_Prompt_
Render the records as a JSON list of strings, starting at the line that contains "Wildlife-survey input: mark every instance of the headlight" and ending at the line that contains "point(13, 352)", with both of those lines included. Use one string per line and leave out blank lines.

_Data listing_
==*==

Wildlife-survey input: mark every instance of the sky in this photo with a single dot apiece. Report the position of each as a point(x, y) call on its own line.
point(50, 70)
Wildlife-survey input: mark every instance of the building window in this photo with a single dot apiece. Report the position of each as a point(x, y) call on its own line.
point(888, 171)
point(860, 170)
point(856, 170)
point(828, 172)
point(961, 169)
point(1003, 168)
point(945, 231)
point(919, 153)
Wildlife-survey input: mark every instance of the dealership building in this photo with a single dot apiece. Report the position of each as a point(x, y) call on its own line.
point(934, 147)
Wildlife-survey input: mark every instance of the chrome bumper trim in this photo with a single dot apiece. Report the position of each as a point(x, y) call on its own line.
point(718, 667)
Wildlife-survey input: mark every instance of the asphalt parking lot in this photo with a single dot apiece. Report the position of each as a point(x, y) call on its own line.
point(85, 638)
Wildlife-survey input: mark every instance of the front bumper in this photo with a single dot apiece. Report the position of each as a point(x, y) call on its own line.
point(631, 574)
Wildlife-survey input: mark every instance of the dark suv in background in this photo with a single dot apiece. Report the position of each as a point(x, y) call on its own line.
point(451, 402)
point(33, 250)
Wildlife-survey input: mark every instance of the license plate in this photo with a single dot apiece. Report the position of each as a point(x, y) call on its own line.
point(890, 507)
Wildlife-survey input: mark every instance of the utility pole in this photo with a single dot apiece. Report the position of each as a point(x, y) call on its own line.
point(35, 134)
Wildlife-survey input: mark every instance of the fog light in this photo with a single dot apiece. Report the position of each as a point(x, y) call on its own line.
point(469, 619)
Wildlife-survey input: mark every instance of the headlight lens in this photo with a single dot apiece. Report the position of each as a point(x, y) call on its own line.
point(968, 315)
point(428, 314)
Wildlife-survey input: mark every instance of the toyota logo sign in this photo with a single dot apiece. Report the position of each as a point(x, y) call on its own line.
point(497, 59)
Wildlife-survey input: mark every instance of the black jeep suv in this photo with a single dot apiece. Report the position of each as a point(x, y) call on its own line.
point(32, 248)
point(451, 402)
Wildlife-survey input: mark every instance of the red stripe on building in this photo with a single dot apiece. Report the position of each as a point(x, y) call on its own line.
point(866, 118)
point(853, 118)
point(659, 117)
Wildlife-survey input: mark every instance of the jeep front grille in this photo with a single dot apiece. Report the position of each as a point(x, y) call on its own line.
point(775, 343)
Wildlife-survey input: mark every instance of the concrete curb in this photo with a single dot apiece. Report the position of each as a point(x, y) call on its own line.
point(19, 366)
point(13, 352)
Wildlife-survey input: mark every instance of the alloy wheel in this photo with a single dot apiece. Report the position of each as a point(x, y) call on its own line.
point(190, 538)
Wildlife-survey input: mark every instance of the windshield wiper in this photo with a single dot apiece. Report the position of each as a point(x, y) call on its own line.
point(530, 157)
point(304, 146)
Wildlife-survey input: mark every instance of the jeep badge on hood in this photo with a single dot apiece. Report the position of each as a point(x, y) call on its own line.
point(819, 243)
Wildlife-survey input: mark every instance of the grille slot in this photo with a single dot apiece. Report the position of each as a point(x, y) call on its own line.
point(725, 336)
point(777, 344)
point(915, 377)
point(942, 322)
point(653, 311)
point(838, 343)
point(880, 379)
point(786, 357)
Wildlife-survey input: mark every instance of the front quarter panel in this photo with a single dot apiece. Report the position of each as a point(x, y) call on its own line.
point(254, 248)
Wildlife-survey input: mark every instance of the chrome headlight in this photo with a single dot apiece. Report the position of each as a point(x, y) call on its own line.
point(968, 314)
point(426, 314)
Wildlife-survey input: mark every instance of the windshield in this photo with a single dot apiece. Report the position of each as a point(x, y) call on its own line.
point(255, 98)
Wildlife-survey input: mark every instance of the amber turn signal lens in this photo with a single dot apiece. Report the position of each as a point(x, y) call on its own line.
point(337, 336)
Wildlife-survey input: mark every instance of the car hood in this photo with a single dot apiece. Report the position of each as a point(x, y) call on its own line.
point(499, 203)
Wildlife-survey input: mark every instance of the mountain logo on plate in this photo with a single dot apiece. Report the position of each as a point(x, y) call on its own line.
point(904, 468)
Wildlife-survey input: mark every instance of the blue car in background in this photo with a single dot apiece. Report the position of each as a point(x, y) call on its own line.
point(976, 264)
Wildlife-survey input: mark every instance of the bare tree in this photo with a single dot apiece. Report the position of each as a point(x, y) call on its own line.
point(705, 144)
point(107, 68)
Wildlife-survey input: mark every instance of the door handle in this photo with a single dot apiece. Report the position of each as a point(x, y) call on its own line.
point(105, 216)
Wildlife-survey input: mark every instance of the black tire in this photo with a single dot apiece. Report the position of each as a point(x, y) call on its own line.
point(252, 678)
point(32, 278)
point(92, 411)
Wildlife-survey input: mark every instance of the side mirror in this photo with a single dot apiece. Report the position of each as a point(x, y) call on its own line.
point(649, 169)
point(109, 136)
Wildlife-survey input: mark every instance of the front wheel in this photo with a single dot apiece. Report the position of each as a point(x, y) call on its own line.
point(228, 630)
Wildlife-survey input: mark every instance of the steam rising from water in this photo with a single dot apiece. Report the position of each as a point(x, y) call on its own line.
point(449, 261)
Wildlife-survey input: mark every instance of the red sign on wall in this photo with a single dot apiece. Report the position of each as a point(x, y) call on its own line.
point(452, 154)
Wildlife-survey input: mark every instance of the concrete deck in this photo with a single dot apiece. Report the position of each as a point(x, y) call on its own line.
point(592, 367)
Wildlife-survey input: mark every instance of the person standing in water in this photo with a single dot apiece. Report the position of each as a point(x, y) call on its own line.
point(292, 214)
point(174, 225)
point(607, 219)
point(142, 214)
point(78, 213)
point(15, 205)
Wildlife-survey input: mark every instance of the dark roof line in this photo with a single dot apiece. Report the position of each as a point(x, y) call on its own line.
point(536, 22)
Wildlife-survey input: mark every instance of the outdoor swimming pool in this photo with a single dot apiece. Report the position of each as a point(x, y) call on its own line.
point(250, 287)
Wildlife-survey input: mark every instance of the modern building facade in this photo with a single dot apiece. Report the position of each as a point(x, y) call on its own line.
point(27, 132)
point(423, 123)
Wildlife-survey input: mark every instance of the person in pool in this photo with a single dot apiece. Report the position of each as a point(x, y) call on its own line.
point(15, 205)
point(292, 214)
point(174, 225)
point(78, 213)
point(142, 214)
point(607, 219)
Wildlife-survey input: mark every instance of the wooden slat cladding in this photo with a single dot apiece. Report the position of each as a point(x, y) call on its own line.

==*==

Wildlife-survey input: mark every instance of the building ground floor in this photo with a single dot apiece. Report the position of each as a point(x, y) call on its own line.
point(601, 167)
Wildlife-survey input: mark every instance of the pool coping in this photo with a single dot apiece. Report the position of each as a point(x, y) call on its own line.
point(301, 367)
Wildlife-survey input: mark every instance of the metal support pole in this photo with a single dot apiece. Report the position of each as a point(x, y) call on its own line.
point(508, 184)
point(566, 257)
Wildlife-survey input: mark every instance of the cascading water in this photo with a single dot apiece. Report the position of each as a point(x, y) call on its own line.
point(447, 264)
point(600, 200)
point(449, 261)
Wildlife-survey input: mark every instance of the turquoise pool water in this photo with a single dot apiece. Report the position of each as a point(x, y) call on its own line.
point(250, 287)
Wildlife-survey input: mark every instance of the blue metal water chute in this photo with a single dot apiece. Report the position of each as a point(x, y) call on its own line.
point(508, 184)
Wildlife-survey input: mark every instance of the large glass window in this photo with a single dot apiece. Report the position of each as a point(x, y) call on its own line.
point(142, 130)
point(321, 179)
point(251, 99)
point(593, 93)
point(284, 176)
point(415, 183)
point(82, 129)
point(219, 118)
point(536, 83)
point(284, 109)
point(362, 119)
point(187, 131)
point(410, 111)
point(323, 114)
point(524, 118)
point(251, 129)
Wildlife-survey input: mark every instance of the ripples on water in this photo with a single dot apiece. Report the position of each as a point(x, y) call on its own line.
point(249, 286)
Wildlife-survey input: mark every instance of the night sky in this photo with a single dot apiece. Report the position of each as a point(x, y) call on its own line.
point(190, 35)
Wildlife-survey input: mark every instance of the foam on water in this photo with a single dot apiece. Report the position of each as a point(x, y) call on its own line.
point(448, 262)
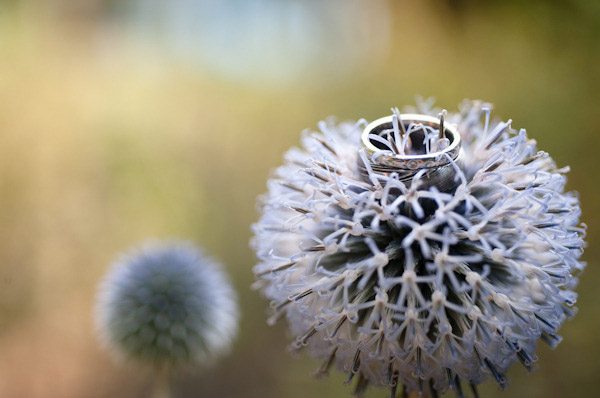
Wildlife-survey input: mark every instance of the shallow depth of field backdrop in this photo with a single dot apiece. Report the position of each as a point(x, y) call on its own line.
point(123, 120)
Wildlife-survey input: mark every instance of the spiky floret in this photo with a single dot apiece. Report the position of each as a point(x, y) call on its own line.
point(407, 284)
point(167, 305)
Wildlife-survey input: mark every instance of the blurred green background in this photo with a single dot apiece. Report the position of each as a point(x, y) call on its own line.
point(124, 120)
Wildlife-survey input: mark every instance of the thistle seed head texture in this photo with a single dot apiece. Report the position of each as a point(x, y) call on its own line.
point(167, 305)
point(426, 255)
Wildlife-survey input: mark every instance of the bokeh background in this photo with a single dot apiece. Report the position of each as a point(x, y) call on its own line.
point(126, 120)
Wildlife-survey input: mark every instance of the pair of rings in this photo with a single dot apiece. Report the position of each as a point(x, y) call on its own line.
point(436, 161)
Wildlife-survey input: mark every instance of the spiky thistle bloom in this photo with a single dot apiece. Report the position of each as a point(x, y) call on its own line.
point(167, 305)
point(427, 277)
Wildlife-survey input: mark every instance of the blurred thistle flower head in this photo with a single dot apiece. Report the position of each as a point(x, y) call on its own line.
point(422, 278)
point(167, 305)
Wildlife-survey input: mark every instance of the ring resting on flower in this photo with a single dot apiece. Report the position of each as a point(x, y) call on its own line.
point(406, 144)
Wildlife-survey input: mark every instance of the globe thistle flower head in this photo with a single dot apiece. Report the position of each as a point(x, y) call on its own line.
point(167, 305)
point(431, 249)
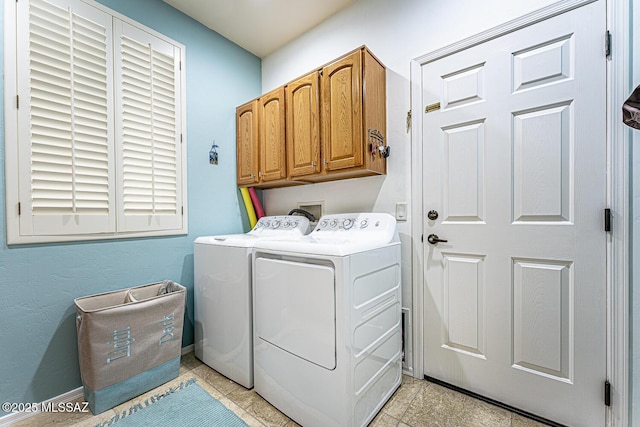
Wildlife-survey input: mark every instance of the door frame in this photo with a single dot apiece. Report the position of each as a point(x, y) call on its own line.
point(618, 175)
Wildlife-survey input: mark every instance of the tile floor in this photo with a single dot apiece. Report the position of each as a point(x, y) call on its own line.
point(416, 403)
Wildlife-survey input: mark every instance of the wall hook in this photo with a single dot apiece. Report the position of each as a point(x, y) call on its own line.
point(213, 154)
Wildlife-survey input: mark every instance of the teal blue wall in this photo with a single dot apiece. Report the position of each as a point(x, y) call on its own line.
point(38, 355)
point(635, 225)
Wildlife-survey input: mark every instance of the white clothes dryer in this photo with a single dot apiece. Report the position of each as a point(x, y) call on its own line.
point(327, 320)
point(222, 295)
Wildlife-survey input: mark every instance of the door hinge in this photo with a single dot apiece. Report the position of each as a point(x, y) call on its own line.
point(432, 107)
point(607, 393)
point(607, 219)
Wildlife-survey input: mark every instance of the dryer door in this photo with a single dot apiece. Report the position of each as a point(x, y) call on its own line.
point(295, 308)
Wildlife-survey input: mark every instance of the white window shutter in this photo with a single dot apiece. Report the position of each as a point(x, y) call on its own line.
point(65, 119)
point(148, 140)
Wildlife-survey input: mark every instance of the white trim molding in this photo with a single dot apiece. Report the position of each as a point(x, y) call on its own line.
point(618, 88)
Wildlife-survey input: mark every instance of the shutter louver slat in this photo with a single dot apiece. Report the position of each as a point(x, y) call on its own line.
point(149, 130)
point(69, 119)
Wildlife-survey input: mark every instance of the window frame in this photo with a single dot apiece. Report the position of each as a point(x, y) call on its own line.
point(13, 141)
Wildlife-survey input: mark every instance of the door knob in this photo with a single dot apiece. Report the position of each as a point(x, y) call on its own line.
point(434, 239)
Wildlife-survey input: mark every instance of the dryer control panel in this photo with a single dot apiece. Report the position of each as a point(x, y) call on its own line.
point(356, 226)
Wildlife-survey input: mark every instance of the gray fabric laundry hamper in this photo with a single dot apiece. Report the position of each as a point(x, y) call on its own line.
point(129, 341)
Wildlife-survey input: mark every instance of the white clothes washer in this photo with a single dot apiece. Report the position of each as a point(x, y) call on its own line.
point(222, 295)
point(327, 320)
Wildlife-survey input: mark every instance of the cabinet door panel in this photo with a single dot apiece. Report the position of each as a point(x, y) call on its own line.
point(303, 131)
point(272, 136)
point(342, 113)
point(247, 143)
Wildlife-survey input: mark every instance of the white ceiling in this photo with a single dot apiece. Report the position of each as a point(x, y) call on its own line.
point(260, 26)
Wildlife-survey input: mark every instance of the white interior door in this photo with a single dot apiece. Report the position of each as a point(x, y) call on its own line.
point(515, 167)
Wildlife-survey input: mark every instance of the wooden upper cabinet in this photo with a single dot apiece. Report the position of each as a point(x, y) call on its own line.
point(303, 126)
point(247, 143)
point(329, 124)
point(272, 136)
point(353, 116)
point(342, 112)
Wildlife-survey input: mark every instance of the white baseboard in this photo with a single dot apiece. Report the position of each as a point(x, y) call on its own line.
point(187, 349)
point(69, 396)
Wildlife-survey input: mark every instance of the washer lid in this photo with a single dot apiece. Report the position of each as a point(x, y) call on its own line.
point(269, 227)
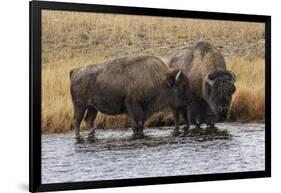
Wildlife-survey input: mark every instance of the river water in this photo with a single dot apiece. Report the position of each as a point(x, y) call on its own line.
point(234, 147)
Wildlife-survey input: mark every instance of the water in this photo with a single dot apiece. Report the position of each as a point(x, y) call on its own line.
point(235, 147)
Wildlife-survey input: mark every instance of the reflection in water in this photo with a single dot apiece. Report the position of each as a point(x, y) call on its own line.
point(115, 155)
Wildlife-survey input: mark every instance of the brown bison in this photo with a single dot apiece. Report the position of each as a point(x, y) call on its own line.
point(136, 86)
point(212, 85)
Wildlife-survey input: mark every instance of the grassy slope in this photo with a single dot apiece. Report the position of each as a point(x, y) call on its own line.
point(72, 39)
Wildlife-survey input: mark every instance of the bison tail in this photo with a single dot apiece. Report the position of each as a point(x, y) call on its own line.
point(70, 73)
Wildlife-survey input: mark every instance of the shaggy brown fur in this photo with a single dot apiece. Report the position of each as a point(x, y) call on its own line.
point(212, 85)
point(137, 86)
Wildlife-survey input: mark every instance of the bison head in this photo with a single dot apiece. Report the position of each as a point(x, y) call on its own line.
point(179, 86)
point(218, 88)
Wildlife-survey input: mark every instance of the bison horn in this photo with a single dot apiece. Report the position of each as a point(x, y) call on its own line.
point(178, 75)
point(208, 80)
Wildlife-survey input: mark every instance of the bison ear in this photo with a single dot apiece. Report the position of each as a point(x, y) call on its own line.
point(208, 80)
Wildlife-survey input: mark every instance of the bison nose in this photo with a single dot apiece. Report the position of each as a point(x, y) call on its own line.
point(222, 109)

==*==

_Exercise solution_
[
  "Wildlife-survey input: mark every instance of the headlight lens in this photo with a single dot apiece. Report the position of each as a point(x, y) call on its own line.",
  "point(968, 315)",
  "point(428, 314)",
  "Wildlife-survey input: mark every instance of the toyota logo sign in this photo with a single dot apiece. Report the position of each as a point(x, y) call on its own line.",
  "point(497, 59)",
  "Wildlife-survey input: mark every instance of the black jeep suv in this photo with a single dot apiece. Report the position of each as a point(x, y) call on its own line.",
  "point(32, 248)",
  "point(451, 402)",
  "Wildlife-survey input: mark every instance of the red stripe on building in this photo with a single dot apiece. Report the position of each as a point(x, y) call on its own line.",
  "point(866, 118)",
  "point(853, 118)",
  "point(659, 117)",
  "Wildlife-survey input: mark every instance of the jeep front grille in this photo with a single dot apiece. Report the position of each as a point(x, y) call on its own line.",
  "point(775, 343)",
  "Wildlife-survey input: mark every instance of the concrete curb in this photo with a single dot apiece. Report the position of each as a point(x, y) call on its own line.",
  "point(19, 366)",
  "point(13, 352)"
]